#### Data shown ####

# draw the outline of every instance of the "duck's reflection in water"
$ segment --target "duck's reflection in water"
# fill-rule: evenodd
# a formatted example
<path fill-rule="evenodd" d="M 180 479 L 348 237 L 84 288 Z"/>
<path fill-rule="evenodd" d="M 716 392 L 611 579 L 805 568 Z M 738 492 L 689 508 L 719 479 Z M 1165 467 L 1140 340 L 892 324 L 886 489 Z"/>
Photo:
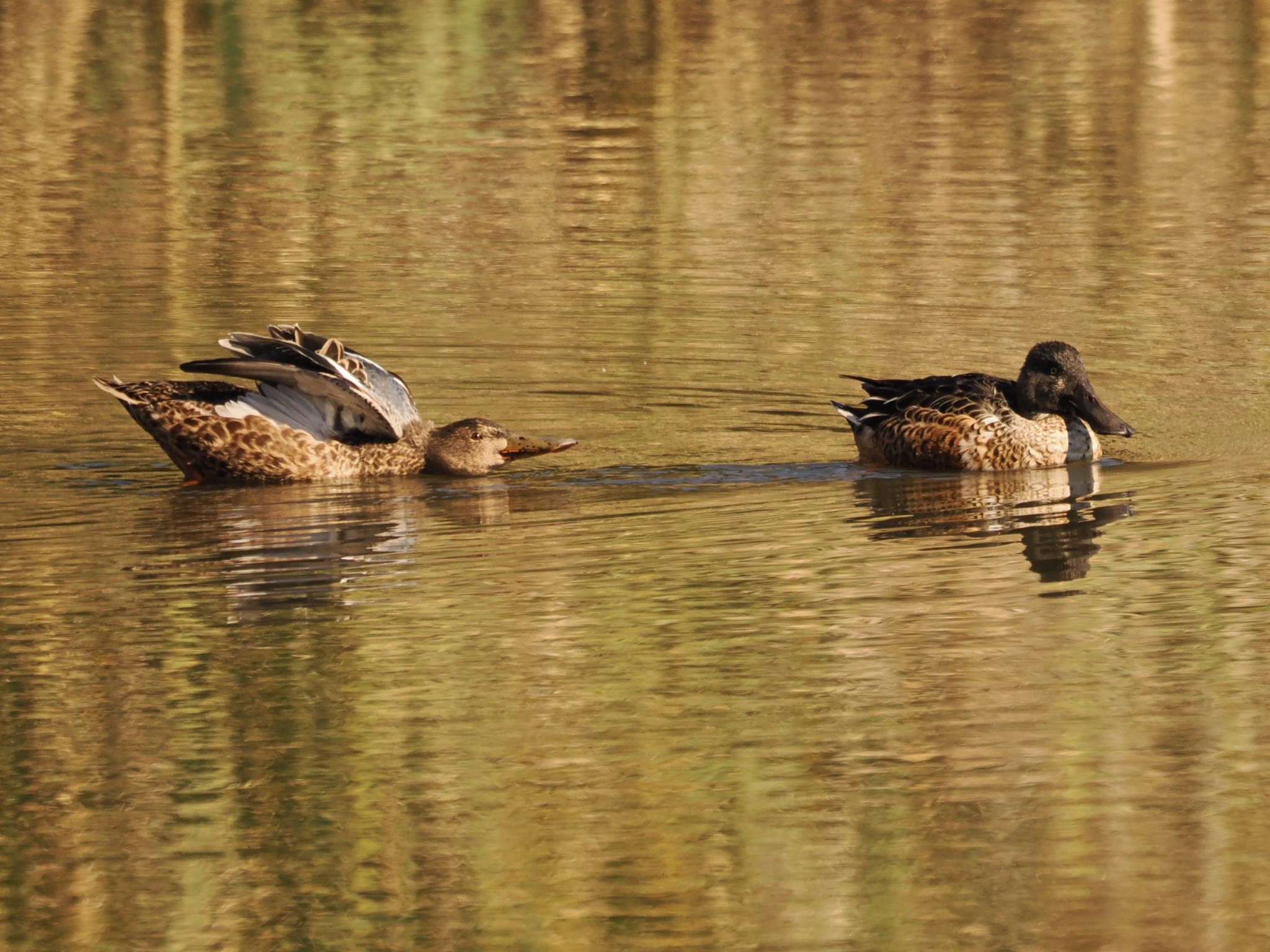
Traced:
<path fill-rule="evenodd" d="M 1097 465 L 875 475 L 853 485 L 883 517 L 872 519 L 871 538 L 954 536 L 994 545 L 1020 536 L 1041 581 L 1085 578 L 1104 527 L 1133 514 L 1129 494 L 1100 494 Z"/>
<path fill-rule="evenodd" d="M 505 486 L 476 480 L 183 490 L 160 506 L 160 559 L 135 570 L 157 585 L 222 590 L 231 623 L 296 608 L 338 614 L 408 584 L 420 538 L 503 523 L 512 512 Z"/>

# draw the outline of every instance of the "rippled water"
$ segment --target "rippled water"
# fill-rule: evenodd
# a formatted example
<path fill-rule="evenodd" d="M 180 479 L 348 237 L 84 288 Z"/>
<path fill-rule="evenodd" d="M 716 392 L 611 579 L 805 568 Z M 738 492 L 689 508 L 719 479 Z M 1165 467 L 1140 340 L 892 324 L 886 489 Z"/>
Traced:
<path fill-rule="evenodd" d="M 1270 10 L 0 6 L 0 946 L 1270 942 Z M 180 487 L 298 320 L 483 480 Z M 1139 434 L 862 467 L 1077 344 Z"/>

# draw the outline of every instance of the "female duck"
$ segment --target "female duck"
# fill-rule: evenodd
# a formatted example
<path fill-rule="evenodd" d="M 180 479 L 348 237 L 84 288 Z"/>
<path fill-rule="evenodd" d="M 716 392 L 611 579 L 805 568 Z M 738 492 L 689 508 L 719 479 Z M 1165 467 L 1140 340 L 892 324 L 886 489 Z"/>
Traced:
<path fill-rule="evenodd" d="M 183 371 L 257 381 L 95 378 L 192 482 L 287 482 L 441 472 L 483 476 L 523 456 L 555 453 L 575 439 L 517 437 L 497 423 L 434 426 L 419 418 L 395 373 L 334 338 L 269 327 L 230 334 L 235 357 L 192 360 Z"/>
<path fill-rule="evenodd" d="M 1027 353 L 1017 381 L 987 373 L 857 380 L 861 406 L 833 406 L 851 424 L 864 462 L 923 470 L 1027 470 L 1099 459 L 1097 433 L 1133 426 L 1093 393 L 1081 354 L 1052 340 Z"/>

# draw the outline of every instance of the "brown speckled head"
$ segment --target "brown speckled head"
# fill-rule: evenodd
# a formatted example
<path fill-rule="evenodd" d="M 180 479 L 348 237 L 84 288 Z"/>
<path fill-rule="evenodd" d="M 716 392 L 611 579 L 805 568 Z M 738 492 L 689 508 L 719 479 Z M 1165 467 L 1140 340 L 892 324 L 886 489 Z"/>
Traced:
<path fill-rule="evenodd" d="M 521 437 L 480 418 L 457 420 L 428 434 L 425 471 L 450 476 L 484 476 L 511 459 L 558 453 L 577 443 L 575 439 Z"/>

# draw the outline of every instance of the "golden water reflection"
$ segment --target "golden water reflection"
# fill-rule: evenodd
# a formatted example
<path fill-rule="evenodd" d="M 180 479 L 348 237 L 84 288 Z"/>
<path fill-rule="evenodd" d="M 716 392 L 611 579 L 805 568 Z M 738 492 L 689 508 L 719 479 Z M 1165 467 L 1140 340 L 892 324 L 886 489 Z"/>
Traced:
<path fill-rule="evenodd" d="M 0 4 L 0 946 L 1265 947 L 1267 51 L 1265 0 Z M 279 321 L 582 446 L 182 491 L 88 385 Z M 839 373 L 1046 339 L 1125 465 L 855 465 Z"/>
<path fill-rule="evenodd" d="M 1090 570 L 1095 539 L 1133 514 L 1126 494 L 1100 494 L 1101 467 L 982 473 L 889 473 L 861 479 L 856 493 L 883 518 L 871 538 L 954 536 L 979 542 L 1020 537 L 1041 581 L 1073 581 Z"/>

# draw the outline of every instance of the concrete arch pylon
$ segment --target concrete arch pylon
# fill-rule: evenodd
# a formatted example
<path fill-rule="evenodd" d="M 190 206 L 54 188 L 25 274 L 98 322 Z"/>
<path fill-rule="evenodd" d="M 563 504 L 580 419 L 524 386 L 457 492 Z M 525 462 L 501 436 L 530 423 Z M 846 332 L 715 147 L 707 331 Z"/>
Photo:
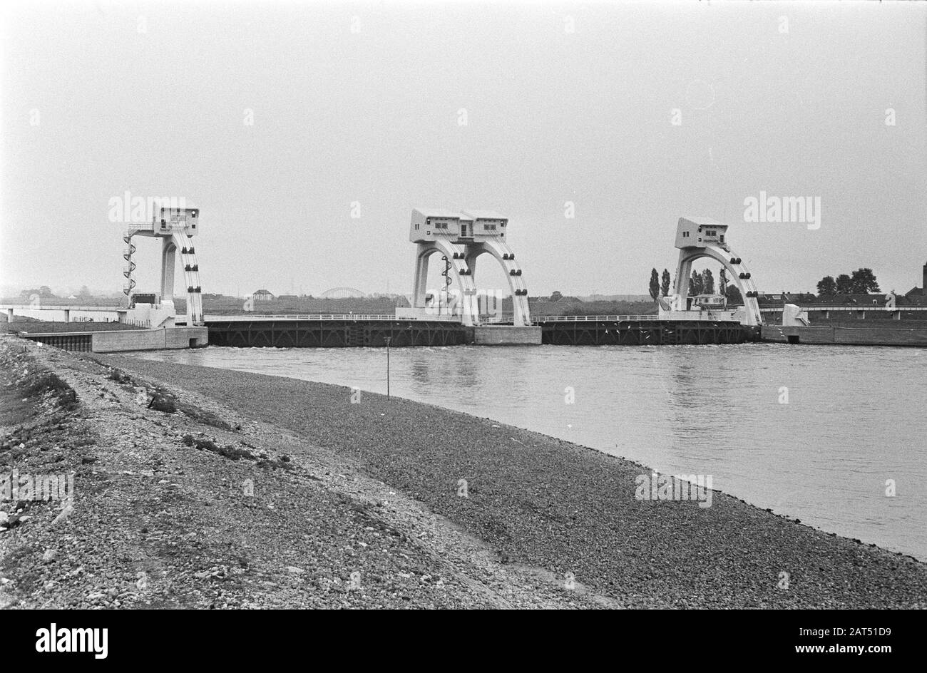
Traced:
<path fill-rule="evenodd" d="M 130 230 L 126 243 L 132 242 L 133 235 L 144 235 L 146 230 Z M 180 249 L 180 263 L 184 273 L 184 293 L 186 295 L 186 324 L 188 325 L 203 324 L 203 297 L 198 291 L 199 265 L 197 262 L 193 238 L 180 232 L 173 232 L 170 236 L 158 236 L 161 239 L 161 301 L 173 302 L 174 272 L 176 270 L 177 250 Z M 190 292 L 189 288 L 194 291 Z"/>
<path fill-rule="evenodd" d="M 710 258 L 728 270 L 731 280 L 737 284 L 743 298 L 744 316 L 742 324 L 757 325 L 762 324 L 759 312 L 759 302 L 756 300 L 756 286 L 752 278 L 741 278 L 741 273 L 749 273 L 746 265 L 743 262 L 733 263 L 731 259 L 739 260 L 738 255 L 730 249 L 714 243 L 705 243 L 698 248 L 682 248 L 679 249 L 679 261 L 676 266 L 676 282 L 674 290 L 679 296 L 682 306 L 685 306 L 686 298 L 689 296 L 689 278 L 692 275 L 692 262 L 702 258 Z M 750 293 L 750 296 L 747 296 Z"/>
<path fill-rule="evenodd" d="M 512 272 L 521 271 L 517 262 L 515 262 L 515 254 L 512 251 L 512 248 L 502 241 L 495 240 L 468 244 L 466 248 L 464 260 L 471 271 L 471 278 L 476 274 L 476 259 L 480 255 L 489 254 L 496 259 L 496 261 L 502 267 L 505 278 L 509 282 L 509 289 L 512 290 L 514 324 L 517 326 L 531 324 L 531 312 L 527 303 L 527 286 L 525 284 L 525 279 L 520 273 L 515 275 L 512 273 Z"/>
<path fill-rule="evenodd" d="M 436 252 L 440 252 L 448 258 L 451 262 L 451 270 L 457 280 L 457 287 L 460 290 L 460 311 L 461 320 L 464 324 L 472 326 L 476 324 L 478 315 L 476 306 L 476 287 L 473 282 L 473 276 L 469 274 L 469 268 L 464 255 L 464 248 L 454 245 L 450 241 L 438 239 L 426 243 L 417 244 L 415 251 L 415 280 L 413 285 L 413 308 L 425 308 L 425 293 L 428 284 L 428 259 Z"/>

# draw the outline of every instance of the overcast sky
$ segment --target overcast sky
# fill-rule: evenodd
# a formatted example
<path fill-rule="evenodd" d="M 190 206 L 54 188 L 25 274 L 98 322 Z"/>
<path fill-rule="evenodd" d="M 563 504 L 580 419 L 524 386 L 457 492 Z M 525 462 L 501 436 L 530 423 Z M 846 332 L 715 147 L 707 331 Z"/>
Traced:
<path fill-rule="evenodd" d="M 129 190 L 202 209 L 207 292 L 409 292 L 417 205 L 507 215 L 534 295 L 646 294 L 685 215 L 762 290 L 907 291 L 925 5 L 6 3 L 0 284 L 119 291 Z M 744 222 L 761 191 L 819 229 Z"/>

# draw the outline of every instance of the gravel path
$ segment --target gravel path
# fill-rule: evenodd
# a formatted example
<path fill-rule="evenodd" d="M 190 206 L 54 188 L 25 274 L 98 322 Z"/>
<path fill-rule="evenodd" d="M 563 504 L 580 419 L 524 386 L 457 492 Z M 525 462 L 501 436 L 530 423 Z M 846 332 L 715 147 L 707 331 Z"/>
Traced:
<path fill-rule="evenodd" d="M 374 393 L 351 403 L 347 387 L 97 359 L 292 432 L 485 540 L 502 566 L 554 585 L 575 578 L 599 604 L 927 606 L 927 565 L 911 557 L 719 492 L 707 508 L 640 501 L 635 477 L 649 469 L 550 437 Z"/>

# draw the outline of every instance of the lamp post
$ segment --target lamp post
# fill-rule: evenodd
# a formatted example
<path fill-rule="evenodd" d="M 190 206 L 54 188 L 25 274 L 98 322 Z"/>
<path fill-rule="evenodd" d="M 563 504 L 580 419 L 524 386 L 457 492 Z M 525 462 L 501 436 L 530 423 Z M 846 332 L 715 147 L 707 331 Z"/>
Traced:
<path fill-rule="evenodd" d="M 389 342 L 391 336 L 387 336 L 387 399 L 389 399 Z"/>

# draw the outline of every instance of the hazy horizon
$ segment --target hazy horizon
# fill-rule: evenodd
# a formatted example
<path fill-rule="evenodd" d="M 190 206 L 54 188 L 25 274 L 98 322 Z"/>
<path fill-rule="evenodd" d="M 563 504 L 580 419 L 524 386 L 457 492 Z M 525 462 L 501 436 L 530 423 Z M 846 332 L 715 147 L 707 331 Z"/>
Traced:
<path fill-rule="evenodd" d="M 532 295 L 646 294 L 682 216 L 763 291 L 921 285 L 923 3 L 135 7 L 0 9 L 4 287 L 120 291 L 126 191 L 202 210 L 204 292 L 408 293 L 419 206 L 507 215 Z M 761 192 L 819 228 L 744 222 Z"/>

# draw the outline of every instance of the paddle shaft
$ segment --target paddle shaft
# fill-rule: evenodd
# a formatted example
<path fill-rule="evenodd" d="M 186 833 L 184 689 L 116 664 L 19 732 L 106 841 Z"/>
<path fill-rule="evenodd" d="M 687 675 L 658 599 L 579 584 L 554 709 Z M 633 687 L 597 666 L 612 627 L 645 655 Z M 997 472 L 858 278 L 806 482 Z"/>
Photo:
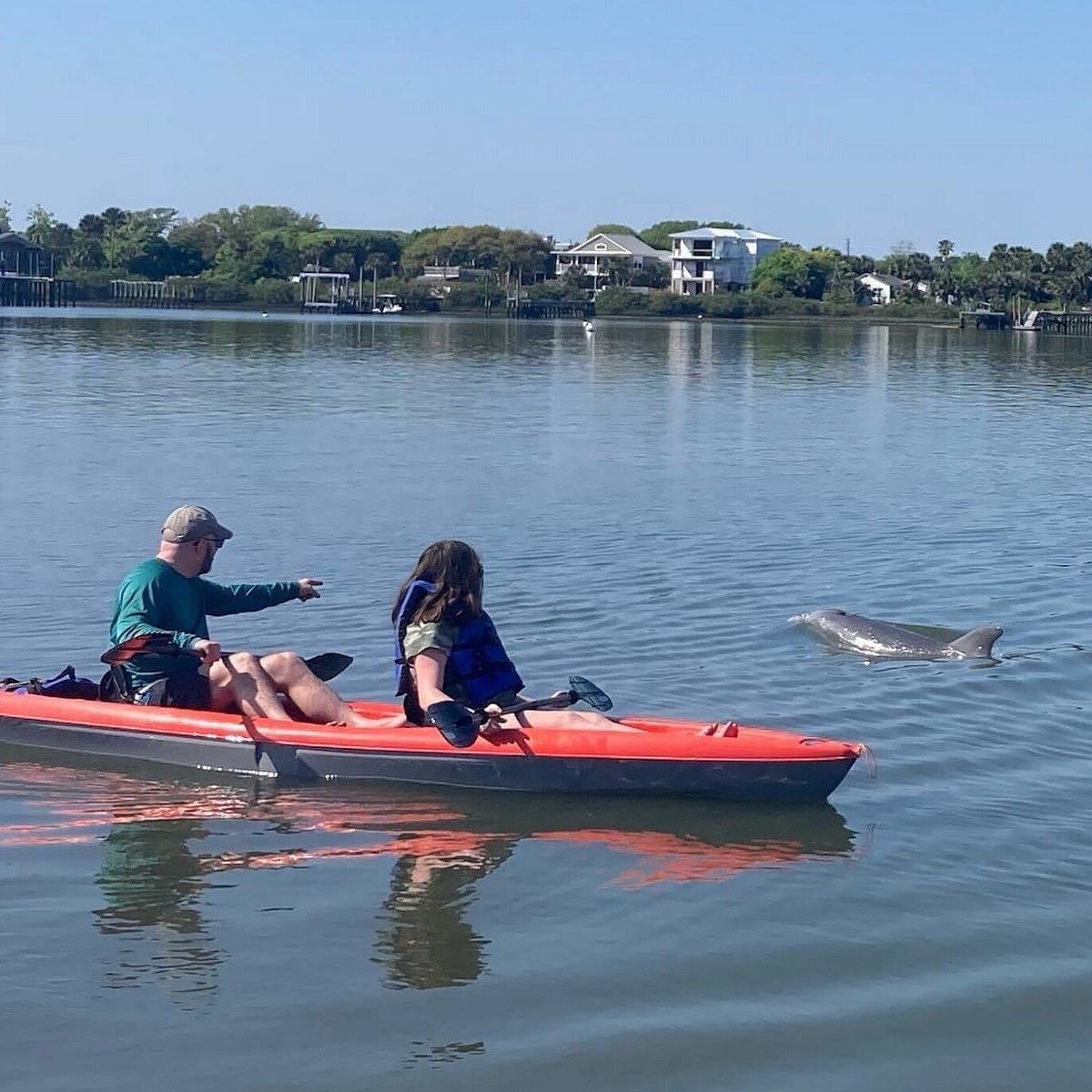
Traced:
<path fill-rule="evenodd" d="M 108 652 L 103 653 L 102 661 L 104 664 L 114 667 L 118 664 L 128 663 L 133 656 L 141 653 L 151 653 L 159 656 L 201 655 L 200 652 L 193 649 L 179 649 L 166 634 L 147 633 L 142 637 L 130 638 L 128 641 L 122 641 L 121 644 L 115 645 Z M 221 652 L 221 658 L 226 661 L 226 657 L 230 654 L 229 652 Z M 353 657 L 344 652 L 321 652 L 317 656 L 305 660 L 304 663 L 307 664 L 308 670 L 316 678 L 321 679 L 323 682 L 329 682 L 330 679 L 336 678 L 353 663 Z"/>

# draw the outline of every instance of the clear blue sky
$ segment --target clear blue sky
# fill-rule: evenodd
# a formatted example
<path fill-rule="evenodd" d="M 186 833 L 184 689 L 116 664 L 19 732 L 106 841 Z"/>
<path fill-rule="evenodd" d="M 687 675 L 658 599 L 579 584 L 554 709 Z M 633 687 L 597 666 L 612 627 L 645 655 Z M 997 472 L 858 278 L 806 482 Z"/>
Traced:
<path fill-rule="evenodd" d="M 36 0 L 0 40 L 16 227 L 274 203 L 877 256 L 1092 239 L 1087 2 Z"/>

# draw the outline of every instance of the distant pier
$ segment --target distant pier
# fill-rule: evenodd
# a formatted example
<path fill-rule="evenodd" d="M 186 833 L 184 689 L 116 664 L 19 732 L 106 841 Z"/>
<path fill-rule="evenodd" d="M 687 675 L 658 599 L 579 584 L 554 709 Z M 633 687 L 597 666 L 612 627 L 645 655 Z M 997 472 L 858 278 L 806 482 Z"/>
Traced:
<path fill-rule="evenodd" d="M 1038 331 L 1044 334 L 1072 334 L 1092 337 L 1092 311 L 1029 311 L 1021 322 L 1010 320 L 1004 311 L 961 311 L 960 329 L 974 322 L 976 330 Z"/>
<path fill-rule="evenodd" d="M 111 281 L 118 307 L 192 307 L 193 285 L 187 281 Z"/>
<path fill-rule="evenodd" d="M 527 299 L 525 296 L 508 297 L 510 319 L 590 319 L 595 305 L 571 299 Z"/>
<path fill-rule="evenodd" d="M 0 307 L 74 307 L 75 285 L 51 276 L 0 273 Z"/>
<path fill-rule="evenodd" d="M 1092 337 L 1092 311 L 1040 311 L 1035 329 L 1045 334 Z"/>

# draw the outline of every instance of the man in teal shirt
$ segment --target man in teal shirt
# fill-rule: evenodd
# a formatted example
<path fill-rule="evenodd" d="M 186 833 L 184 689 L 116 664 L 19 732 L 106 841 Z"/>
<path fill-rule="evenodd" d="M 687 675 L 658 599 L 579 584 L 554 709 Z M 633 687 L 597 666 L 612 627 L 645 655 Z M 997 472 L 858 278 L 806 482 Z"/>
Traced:
<path fill-rule="evenodd" d="M 162 679 L 171 705 L 283 721 L 292 720 L 285 709 L 287 698 L 309 721 L 377 726 L 317 678 L 297 653 L 223 655 L 210 639 L 207 615 L 247 614 L 289 600 L 306 603 L 320 597 L 322 581 L 310 577 L 268 584 L 204 580 L 230 537 L 207 508 L 185 505 L 164 522 L 158 554 L 121 581 L 110 622 L 111 645 L 155 633 L 168 637 L 178 650 L 173 656 L 134 656 L 123 666 L 130 688 L 140 692 Z"/>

####

Your goal -
Please lay out the listing from the line with "# draw the outline of every instance of the gravel" up to and including the line with "374 393 L 351" as a two-column CSV headed prompt_text and traced_answer, with one row for each thing asked holding what was asked and its answer. Put each value in one quoted field, with line breaks turned into spaces.

Full answer -
prompt_text,traced_answer
"# draw the outline of every instance of the gravel path $ segment --target gravel path # fill-rule: evenodd # a formatted example <path fill-rule=""evenodd"" d=""M 190 206 L 54 188 L 25 274 L 98 322 Z""/> <path fill-rule=""evenodd"" d=""M 563 504 L 580 419 L 524 386 L 457 492 Z M 525 462 L 501 436 L 530 423 Z M 846 332 L 715 147 L 707 331 Z""/> Traced:","<path fill-rule=""evenodd"" d=""M 374 393 L 351 403 L 347 387 L 97 359 L 292 432 L 485 540 L 502 566 L 554 585 L 575 578 L 599 604 L 927 606 L 927 565 L 911 557 L 719 492 L 707 508 L 640 501 L 635 477 L 649 469 L 550 437 Z""/>"